- _Data lines_
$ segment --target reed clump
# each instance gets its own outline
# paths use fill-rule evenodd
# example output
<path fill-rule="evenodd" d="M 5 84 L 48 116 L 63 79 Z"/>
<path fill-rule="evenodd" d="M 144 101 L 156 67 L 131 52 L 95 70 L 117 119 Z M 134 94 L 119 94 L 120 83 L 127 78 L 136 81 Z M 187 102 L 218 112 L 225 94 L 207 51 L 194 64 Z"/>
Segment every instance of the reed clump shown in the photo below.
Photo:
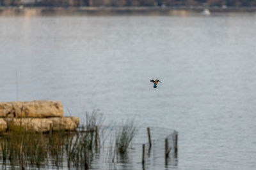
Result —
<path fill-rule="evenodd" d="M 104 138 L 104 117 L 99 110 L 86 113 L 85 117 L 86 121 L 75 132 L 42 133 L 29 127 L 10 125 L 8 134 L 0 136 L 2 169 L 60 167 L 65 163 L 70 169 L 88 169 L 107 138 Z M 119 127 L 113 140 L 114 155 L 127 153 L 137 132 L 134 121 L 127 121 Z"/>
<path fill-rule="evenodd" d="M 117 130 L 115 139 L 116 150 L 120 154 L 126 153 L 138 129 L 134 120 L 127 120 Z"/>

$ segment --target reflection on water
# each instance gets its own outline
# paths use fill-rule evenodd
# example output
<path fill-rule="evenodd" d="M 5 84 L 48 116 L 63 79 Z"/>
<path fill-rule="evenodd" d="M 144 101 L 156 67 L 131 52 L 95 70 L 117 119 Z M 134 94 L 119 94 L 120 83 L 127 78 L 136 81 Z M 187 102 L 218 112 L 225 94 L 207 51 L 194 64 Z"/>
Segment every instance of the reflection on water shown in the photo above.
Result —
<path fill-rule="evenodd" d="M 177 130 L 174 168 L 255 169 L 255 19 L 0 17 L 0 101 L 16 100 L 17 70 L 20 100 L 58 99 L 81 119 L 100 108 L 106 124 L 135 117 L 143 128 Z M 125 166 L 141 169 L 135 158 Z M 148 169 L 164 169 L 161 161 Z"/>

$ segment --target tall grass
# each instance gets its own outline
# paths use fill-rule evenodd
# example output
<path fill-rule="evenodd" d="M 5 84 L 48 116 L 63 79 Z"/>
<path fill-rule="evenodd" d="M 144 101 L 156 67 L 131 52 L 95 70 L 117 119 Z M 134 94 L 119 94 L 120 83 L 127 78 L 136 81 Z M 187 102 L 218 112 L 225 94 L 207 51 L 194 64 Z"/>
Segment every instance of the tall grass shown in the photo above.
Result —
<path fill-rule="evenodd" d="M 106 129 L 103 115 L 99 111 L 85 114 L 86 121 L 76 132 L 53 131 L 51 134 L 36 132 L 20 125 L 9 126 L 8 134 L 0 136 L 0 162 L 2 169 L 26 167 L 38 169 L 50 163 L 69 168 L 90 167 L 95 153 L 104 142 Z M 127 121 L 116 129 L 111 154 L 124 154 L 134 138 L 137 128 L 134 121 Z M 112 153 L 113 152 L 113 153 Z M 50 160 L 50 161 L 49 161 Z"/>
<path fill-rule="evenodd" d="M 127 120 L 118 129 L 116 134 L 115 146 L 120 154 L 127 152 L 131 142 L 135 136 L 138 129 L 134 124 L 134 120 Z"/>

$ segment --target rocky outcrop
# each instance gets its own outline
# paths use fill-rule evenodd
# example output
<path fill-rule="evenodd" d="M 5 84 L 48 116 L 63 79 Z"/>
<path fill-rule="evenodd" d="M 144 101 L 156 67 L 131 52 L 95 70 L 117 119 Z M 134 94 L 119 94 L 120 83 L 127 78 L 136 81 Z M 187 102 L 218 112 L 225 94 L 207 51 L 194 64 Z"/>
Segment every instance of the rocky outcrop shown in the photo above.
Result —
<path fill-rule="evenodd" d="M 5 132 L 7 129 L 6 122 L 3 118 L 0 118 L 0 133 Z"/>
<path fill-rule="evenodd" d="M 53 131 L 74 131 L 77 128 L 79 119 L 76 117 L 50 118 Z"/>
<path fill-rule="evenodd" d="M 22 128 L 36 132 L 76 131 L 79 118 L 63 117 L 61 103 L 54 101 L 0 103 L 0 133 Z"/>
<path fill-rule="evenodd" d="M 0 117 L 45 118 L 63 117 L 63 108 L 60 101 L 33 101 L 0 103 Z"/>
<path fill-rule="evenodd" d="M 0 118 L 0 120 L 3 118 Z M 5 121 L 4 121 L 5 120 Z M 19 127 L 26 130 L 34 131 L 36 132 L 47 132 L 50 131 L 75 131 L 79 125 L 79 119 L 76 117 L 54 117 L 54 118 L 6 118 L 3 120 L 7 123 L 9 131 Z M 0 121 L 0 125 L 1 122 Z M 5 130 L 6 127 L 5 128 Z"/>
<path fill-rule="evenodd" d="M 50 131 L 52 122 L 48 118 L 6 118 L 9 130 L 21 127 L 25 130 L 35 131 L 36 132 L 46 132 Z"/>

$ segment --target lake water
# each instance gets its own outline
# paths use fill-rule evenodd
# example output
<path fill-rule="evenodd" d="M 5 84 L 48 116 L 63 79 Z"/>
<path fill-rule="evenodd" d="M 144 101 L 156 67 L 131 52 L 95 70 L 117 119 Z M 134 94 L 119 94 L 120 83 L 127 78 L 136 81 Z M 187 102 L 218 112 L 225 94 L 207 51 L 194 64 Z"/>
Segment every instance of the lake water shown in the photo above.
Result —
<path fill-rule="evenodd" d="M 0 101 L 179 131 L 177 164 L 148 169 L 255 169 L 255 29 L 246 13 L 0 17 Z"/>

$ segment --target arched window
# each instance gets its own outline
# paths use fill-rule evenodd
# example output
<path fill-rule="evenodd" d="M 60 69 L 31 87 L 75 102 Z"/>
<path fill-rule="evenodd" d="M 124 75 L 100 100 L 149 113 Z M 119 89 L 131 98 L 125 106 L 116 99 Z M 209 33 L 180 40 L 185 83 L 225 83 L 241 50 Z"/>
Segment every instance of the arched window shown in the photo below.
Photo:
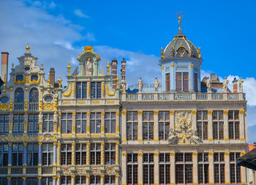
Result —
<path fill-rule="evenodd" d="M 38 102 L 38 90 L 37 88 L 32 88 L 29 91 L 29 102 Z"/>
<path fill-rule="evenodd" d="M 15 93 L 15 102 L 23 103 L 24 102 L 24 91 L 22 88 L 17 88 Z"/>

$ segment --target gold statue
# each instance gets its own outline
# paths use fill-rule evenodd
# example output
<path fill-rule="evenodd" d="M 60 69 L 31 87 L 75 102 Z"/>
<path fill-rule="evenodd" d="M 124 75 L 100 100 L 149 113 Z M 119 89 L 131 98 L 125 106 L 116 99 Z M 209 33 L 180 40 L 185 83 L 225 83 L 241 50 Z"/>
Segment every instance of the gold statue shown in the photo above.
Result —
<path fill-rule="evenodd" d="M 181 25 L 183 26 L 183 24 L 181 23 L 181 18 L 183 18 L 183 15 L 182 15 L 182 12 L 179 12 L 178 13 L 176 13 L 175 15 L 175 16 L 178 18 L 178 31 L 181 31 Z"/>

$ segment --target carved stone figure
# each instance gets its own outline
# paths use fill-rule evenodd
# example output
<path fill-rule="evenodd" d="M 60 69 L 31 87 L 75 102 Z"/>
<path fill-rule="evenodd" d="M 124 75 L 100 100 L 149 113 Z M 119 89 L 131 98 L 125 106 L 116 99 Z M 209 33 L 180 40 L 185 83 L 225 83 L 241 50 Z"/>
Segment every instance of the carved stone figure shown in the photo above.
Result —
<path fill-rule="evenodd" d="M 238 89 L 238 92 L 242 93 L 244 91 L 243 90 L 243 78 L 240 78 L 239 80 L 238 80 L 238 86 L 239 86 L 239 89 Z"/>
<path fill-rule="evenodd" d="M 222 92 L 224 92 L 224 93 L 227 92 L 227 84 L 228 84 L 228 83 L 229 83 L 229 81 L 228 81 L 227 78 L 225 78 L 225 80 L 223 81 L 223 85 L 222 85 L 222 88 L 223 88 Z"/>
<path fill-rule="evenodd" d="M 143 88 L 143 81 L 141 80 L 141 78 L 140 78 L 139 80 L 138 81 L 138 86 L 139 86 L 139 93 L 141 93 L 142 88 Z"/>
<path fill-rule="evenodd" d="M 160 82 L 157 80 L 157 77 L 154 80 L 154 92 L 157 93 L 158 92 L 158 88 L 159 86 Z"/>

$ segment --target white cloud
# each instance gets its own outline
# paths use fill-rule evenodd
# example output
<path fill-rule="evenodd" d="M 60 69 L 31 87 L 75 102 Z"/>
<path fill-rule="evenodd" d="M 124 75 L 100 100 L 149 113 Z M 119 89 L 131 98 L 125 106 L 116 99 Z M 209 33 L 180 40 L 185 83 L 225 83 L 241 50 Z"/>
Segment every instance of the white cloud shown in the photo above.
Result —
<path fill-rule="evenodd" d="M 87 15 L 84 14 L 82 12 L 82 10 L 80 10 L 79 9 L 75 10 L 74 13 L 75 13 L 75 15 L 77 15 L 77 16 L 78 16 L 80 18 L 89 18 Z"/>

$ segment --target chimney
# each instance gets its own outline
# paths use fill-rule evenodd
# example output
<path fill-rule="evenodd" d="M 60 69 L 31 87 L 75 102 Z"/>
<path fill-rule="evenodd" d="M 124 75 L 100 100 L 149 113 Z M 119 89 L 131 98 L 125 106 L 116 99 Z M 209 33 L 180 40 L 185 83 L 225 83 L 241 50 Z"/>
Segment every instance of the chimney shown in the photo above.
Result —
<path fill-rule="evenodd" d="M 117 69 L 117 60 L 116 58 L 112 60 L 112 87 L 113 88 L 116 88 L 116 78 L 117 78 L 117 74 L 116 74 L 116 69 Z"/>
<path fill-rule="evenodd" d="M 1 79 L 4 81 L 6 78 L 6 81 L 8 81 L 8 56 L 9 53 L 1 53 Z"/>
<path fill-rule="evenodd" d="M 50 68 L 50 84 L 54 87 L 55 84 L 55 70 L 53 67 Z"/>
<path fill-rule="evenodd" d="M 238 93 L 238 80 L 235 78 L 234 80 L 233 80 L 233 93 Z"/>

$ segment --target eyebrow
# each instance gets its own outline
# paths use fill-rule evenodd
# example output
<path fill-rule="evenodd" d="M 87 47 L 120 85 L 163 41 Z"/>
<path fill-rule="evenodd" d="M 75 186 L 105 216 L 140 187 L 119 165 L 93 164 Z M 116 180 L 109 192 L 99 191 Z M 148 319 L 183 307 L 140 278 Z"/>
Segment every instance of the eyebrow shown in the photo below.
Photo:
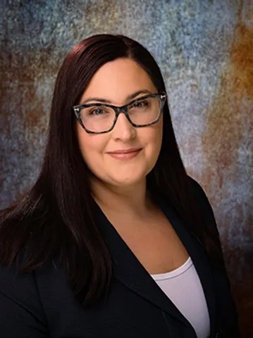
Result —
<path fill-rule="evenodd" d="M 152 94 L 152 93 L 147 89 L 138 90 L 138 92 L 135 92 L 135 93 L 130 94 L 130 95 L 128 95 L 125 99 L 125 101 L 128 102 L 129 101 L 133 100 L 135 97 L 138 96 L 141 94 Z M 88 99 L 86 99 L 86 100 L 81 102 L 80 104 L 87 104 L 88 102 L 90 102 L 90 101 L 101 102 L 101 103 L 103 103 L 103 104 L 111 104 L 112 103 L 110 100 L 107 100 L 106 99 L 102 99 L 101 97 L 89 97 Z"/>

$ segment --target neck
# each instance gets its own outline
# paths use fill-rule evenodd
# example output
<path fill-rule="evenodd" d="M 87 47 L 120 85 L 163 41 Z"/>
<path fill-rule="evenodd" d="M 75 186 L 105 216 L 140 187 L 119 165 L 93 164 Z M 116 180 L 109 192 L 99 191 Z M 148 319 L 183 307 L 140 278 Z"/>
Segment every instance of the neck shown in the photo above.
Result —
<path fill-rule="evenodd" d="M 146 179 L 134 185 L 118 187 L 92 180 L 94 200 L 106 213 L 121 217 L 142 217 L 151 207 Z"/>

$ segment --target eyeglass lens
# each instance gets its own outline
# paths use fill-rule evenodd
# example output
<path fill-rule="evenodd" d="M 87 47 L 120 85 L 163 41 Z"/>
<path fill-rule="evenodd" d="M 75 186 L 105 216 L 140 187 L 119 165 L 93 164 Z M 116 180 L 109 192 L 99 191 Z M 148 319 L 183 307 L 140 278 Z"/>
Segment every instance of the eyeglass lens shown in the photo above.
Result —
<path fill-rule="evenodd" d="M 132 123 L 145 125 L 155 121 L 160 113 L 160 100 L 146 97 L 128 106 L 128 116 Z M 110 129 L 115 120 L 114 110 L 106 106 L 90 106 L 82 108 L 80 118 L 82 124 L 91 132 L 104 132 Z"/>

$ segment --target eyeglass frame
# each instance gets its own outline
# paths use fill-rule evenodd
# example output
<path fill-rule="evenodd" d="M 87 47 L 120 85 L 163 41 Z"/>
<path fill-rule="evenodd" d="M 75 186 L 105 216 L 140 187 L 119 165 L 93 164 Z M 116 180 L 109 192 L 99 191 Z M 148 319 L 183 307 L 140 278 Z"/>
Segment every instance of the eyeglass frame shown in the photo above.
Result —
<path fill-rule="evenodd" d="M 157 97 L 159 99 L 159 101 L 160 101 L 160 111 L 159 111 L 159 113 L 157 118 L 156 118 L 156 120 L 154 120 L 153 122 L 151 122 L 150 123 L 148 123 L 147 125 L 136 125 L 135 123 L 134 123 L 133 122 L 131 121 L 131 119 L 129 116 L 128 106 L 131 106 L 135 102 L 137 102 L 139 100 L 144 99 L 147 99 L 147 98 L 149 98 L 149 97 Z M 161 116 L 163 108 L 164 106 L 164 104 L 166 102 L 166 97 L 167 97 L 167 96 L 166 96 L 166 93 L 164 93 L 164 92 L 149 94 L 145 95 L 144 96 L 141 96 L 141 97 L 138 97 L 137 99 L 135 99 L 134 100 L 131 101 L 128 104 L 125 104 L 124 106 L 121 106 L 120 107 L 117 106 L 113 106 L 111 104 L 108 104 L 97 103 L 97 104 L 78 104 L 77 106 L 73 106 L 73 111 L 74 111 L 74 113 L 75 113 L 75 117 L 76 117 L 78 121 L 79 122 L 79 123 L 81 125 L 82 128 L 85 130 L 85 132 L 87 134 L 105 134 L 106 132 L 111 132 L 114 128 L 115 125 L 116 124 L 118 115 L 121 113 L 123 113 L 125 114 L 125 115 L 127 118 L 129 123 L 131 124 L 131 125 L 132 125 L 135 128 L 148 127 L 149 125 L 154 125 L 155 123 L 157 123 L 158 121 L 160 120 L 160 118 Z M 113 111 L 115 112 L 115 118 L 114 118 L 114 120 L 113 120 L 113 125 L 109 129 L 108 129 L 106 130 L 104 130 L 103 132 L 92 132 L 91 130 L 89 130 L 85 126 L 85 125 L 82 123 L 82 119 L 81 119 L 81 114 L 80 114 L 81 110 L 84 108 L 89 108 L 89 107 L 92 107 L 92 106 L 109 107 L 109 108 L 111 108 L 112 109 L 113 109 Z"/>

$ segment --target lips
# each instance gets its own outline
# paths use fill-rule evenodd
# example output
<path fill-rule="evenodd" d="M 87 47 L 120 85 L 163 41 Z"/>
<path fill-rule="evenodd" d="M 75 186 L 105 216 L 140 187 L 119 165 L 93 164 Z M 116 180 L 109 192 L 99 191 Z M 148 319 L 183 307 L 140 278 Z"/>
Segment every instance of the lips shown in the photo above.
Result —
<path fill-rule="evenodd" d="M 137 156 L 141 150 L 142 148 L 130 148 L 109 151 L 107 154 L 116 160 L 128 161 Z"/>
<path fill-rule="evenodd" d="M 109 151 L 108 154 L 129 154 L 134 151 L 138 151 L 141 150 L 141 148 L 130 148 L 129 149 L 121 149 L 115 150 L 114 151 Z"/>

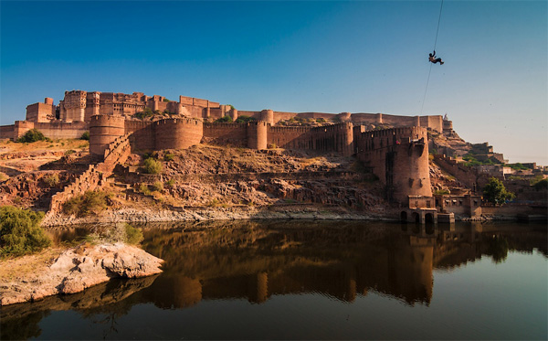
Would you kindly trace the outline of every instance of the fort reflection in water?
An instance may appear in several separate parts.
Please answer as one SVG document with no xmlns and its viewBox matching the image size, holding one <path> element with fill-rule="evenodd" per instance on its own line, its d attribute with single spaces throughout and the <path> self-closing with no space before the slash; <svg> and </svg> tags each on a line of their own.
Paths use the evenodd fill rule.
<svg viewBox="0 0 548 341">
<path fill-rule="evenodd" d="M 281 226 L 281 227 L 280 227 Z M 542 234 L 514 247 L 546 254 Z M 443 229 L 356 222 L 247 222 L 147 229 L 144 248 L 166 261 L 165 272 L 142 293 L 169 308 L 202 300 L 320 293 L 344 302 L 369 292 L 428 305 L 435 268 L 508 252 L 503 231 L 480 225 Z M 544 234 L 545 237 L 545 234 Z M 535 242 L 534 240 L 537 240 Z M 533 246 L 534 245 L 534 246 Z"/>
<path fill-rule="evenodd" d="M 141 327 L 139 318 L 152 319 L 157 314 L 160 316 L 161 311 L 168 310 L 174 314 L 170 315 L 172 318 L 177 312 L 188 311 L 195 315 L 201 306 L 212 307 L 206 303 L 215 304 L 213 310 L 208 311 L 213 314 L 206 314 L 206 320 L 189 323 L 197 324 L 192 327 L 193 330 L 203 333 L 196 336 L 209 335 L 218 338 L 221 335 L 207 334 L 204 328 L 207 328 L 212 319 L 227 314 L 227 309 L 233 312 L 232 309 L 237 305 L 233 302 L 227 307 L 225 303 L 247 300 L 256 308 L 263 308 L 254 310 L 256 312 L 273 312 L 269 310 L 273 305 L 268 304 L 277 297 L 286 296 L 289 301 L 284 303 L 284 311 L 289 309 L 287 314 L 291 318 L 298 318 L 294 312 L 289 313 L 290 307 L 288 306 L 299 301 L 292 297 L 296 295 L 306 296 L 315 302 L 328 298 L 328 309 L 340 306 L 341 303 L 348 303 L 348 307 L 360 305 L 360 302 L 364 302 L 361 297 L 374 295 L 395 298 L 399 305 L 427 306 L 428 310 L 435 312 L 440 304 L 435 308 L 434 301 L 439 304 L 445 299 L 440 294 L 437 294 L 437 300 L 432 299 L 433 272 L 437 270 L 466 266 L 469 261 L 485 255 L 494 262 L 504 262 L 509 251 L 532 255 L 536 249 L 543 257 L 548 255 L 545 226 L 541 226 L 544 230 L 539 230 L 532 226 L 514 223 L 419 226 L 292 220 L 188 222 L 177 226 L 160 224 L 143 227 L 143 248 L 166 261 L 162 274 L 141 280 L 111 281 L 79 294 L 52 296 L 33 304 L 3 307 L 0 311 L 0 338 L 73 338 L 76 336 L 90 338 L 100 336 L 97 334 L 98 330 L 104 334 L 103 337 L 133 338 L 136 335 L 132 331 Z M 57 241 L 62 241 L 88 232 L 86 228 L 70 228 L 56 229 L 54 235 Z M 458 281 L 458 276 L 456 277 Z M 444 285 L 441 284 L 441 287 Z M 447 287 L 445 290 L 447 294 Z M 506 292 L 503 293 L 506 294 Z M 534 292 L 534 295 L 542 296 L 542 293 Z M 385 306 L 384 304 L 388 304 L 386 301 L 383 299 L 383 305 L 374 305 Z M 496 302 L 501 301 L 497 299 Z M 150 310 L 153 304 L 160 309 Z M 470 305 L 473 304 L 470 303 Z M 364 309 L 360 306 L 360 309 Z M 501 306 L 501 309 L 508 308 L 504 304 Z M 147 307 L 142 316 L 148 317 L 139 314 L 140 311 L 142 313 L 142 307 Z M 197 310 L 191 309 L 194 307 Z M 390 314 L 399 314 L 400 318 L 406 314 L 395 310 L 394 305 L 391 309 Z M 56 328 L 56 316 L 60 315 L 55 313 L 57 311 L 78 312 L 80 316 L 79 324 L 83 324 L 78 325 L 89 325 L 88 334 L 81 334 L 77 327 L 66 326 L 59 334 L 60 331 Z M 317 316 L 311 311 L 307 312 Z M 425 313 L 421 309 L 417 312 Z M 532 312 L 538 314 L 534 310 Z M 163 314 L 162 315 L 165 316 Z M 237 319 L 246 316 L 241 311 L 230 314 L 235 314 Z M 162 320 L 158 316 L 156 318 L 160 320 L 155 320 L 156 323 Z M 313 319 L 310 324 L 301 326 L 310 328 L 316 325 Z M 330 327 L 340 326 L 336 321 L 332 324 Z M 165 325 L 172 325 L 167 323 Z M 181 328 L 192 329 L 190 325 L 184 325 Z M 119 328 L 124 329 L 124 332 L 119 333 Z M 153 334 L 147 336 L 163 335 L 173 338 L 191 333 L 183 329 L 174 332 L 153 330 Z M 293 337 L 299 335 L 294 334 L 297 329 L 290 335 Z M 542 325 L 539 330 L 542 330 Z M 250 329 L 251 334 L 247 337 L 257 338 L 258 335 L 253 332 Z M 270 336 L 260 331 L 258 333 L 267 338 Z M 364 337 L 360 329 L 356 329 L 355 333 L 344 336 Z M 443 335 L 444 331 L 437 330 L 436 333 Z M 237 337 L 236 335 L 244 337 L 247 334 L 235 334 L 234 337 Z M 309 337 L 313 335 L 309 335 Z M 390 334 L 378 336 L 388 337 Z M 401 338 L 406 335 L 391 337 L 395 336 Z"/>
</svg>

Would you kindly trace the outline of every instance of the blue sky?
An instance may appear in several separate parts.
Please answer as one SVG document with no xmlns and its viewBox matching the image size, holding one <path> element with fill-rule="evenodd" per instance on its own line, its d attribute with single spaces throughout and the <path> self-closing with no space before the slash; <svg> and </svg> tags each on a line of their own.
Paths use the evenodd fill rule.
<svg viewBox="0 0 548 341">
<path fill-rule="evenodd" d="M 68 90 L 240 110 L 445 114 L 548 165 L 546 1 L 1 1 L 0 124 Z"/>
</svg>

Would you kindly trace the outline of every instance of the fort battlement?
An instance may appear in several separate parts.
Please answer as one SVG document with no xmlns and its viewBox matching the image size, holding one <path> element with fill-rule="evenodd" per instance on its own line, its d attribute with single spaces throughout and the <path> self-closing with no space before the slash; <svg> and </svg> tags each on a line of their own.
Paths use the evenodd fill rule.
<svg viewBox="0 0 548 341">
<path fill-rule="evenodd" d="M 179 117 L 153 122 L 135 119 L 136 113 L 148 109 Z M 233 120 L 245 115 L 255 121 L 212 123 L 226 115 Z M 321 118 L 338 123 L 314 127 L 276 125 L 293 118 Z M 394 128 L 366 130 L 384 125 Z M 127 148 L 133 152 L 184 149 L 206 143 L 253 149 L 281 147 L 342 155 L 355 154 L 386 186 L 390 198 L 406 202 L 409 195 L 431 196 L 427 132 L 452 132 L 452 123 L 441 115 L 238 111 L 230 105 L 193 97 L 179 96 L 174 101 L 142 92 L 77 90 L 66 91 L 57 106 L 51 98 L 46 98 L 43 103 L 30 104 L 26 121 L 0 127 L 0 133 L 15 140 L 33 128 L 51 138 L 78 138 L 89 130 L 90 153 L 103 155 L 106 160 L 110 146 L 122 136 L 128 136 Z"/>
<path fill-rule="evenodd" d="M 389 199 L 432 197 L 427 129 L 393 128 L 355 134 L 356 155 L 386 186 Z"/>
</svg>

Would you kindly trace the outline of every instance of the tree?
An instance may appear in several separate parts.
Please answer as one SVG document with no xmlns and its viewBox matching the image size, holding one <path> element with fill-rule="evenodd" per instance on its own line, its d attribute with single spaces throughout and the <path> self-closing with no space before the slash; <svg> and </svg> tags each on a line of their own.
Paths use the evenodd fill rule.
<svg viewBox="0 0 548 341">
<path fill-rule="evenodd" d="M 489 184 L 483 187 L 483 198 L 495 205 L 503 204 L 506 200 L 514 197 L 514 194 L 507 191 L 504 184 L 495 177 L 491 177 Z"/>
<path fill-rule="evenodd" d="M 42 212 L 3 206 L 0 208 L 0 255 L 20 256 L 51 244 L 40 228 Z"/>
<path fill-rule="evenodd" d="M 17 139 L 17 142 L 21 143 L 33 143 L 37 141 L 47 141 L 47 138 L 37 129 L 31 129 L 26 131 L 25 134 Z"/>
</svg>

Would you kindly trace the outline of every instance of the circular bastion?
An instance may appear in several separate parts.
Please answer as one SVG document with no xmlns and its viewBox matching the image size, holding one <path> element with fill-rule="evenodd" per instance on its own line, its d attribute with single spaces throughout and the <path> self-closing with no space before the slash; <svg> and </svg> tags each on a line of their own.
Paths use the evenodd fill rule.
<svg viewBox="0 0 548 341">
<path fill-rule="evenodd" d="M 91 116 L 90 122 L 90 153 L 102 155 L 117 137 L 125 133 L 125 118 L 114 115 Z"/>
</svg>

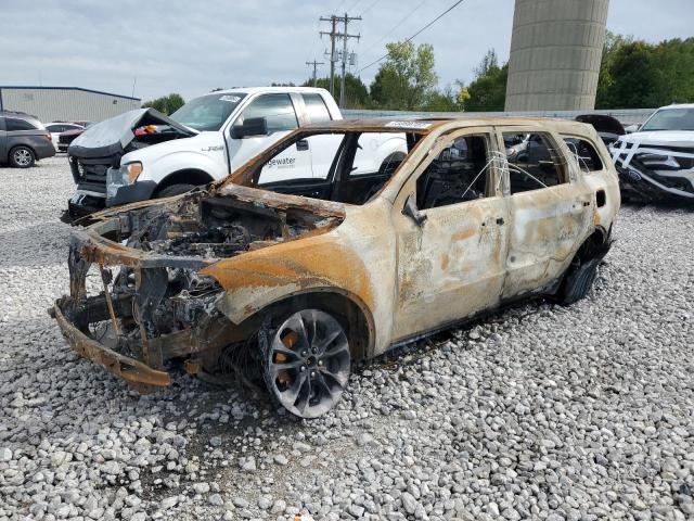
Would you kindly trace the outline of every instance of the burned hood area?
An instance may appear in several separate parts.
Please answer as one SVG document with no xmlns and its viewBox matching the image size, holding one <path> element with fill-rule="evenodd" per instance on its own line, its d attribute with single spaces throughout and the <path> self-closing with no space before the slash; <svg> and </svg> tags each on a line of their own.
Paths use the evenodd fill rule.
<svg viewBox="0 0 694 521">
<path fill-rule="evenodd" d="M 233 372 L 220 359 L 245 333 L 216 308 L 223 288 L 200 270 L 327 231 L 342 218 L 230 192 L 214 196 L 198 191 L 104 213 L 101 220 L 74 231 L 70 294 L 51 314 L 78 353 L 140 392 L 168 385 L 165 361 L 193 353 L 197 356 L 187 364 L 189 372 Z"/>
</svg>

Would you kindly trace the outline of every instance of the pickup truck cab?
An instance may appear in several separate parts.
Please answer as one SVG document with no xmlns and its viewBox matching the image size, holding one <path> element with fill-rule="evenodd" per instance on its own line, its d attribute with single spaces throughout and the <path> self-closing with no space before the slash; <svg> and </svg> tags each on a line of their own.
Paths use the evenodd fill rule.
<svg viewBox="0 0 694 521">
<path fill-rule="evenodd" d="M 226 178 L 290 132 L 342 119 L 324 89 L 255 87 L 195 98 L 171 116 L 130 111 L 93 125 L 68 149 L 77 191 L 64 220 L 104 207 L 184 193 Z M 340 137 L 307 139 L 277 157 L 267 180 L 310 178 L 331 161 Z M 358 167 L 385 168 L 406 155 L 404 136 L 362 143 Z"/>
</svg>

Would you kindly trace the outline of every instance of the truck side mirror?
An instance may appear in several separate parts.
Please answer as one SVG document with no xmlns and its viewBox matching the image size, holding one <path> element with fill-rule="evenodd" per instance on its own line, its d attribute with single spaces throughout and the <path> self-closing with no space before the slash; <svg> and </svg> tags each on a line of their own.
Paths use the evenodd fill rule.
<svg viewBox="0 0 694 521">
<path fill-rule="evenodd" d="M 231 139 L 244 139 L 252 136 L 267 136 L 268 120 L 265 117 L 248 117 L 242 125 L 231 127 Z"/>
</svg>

- _Exercise requirements_
Reproduce the listing above character for character, from its first line through the line containing "177 130 L 174", with both ends included. Leave the pictures out.

- _Right answer_
$ segment --target reed clump
# each instance gets its own outline
# paths use fill-rule evenodd
# example output
<path fill-rule="evenodd" d="M 5 84 L 48 116 L 63 79 Z"/>
<path fill-rule="evenodd" d="M 144 101 L 156 67 L 131 52 L 95 70 L 117 119 Z M 134 94 L 119 94 L 120 83 L 127 78 L 136 81 Z M 187 102 L 218 112 L 225 94 L 207 51 L 194 64 Z"/>
Segment every instance of the reed clump shown in the photo below.
Photo:
Result —
<path fill-rule="evenodd" d="M 104 138 L 104 117 L 99 110 L 86 113 L 85 117 L 86 121 L 75 132 L 42 133 L 29 127 L 10 125 L 8 134 L 0 136 L 2 169 L 60 167 L 65 163 L 70 169 L 88 169 L 107 138 Z M 119 127 L 113 140 L 114 155 L 127 153 L 137 132 L 134 121 L 127 121 Z"/>
<path fill-rule="evenodd" d="M 117 130 L 115 139 L 116 150 L 120 154 L 126 153 L 138 129 L 134 120 L 127 120 Z"/>

$ segment --target reflection on water
# each instance gets its own outline
# paths use fill-rule evenodd
# example output
<path fill-rule="evenodd" d="M 5 84 L 48 116 L 63 79 Z"/>
<path fill-rule="evenodd" d="M 144 101 L 156 67 L 131 52 L 95 70 L 117 119 Z M 134 94 L 119 94 L 120 83 L 127 78 L 136 81 Z M 187 102 L 218 112 L 225 94 L 207 51 L 194 64 Z"/>
Segment every instance of the reflection on water shown in the photo above.
Result —
<path fill-rule="evenodd" d="M 177 130 L 174 168 L 255 169 L 255 19 L 0 17 L 0 101 L 16 100 L 17 70 L 20 100 L 58 99 L 81 119 L 100 108 L 106 124 L 135 117 L 143 128 Z M 125 166 L 141 169 L 135 158 Z M 148 169 L 164 169 L 161 161 Z"/>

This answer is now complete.